» **Okuma Parçası**:
————

Herkese sağlıklı günler dilerim.

Fatih Buzgan – Online Kişisel Antrenör
www.fatihbuzgan.com


Diğer faydalı makalelerim için tıklayın: http://fatihbuzgan.blogspot.com






18 Kasım 2014 Salı

Sporcum Mehmet Kurut'un İlk Maraton İzlenimleri



3858 Mehmet KURUT
36. Avrasya Maratonu Notlarım                                                                18.11.2014

Avrasya maratonu ile ilgili düşünce, duygu ve analizlerimi 3 alt başlıkta özetlemek isterim,

a-     Maraton hazırlık surecim
b-    Maraton
c-     Maraton sonrası

a-     Maraton hazırlık sureci:
Maraton hazırlık surecim kişisel antrenörüm “Fatih Buzgan” sayesinde kontrollü geçti. Ancak vermiş olduğu çalışmaları tam hakkını vererek, özellikle son 3 haftaya kadar olan süreçte yerine getirdiğimi söyleyemem!  Ki yerine getirmiş olsaydım bu gün 4.31.51 lik sureyi mutlak surette 4.00.00 gibi bir surede tamamlama imkânım olurdu. Bu dönemde aksattığım antrenmanlarım üstüne bir de “knee pain” ve diz kapaklarımdaki mikro yırtıklar eklenince son 1,5 ay antrenmanlarımda önemli derecede geri kaldım. Uzun km. maraton hazırlıklarımı rafa kaldırmak zorunda kalıp üstüne bir de tüm kısa mesafe antrenmanlarımda ağrı ve sızı ile keyifsiz zamanlar geçirdim.

Yine de her şey bitmiş değildi, yeni strateji belirlemek ve bu 42,195 km. lik İLK maratonumu koşmak, keyifli bir şekilde bitirmek arzusundaydım.

Yeni stratejimizi beslenme, dinlenme ve kısa antrenmanlar üzerine kurduk, acilen mümkün olduğunca kilo vermem gerekiyordu ve bunu beslenme konusunda uygulamış olduğum aksiyonlar ile gerçekleştirdim. Dinlenme zamanlarımı artırıp, kısa mesafe koşu çalışmalarına da aksatmadan devam ettim. Bu sayede ilave olarak -2 kilo daha zayıflamayı basardım.

————

» **Veri Kesiti**:
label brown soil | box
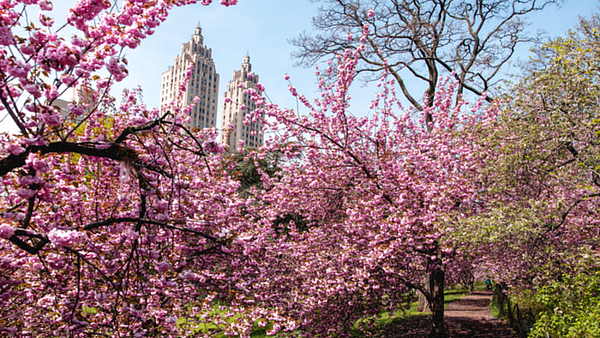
[366,291,518,338]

————

» **Yapılacak İş**:
Lütfen maraton izlenimleri metninde "Avrasya maratonu ile" ifadesinden "keyifsiz zamanlar geçirdim." ifadesine kadar olan bölümü hiçbir değişiklik yapmadan kopyalayın.

» **Eksiksiz Yanıt**:
Avrasya maratonu ile ilgili düşünce, duygu ve analizlerimi 3 alt başlıkta özetlemek isterim,

a-     Maraton hazırlık surecim
b-    Maraton
c-     Maraton sonrası

a-     Maraton hazırlık sureci:
Maraton hazırlık surecim kişisel antrenörüm “Fatih Buzgan” sayesinde kontrollü geçti. Ancak vermiş olduğu çalışmaları tam hakkını vererek, özellikle son 3 haftaya kadar olan süreçte yerine getirdiğimi söyleyemem!  Ki yerine getirmiş olsaydım bu gün 4.31.51 lik sureyi mutlak surette 4.00.00 gibi bir surede tamamlama imkânım olurdu. Bu dönemde aksattığım antrenmanlarım üstüne bir de “knee pain” ve diz kapaklarımdaki mikro yırtıklar eklenince son 1,5 ay antrenmanlarımda önemli derecede geri kaldım. Uzun km. maraton hazırlıklarımı rafa kaldırmak zorunda kalıp üstüne bir de tüm kısa mesafe antrenmanlarımda ağrı ve sızı ile keyifsiz zamanlar geçirdim.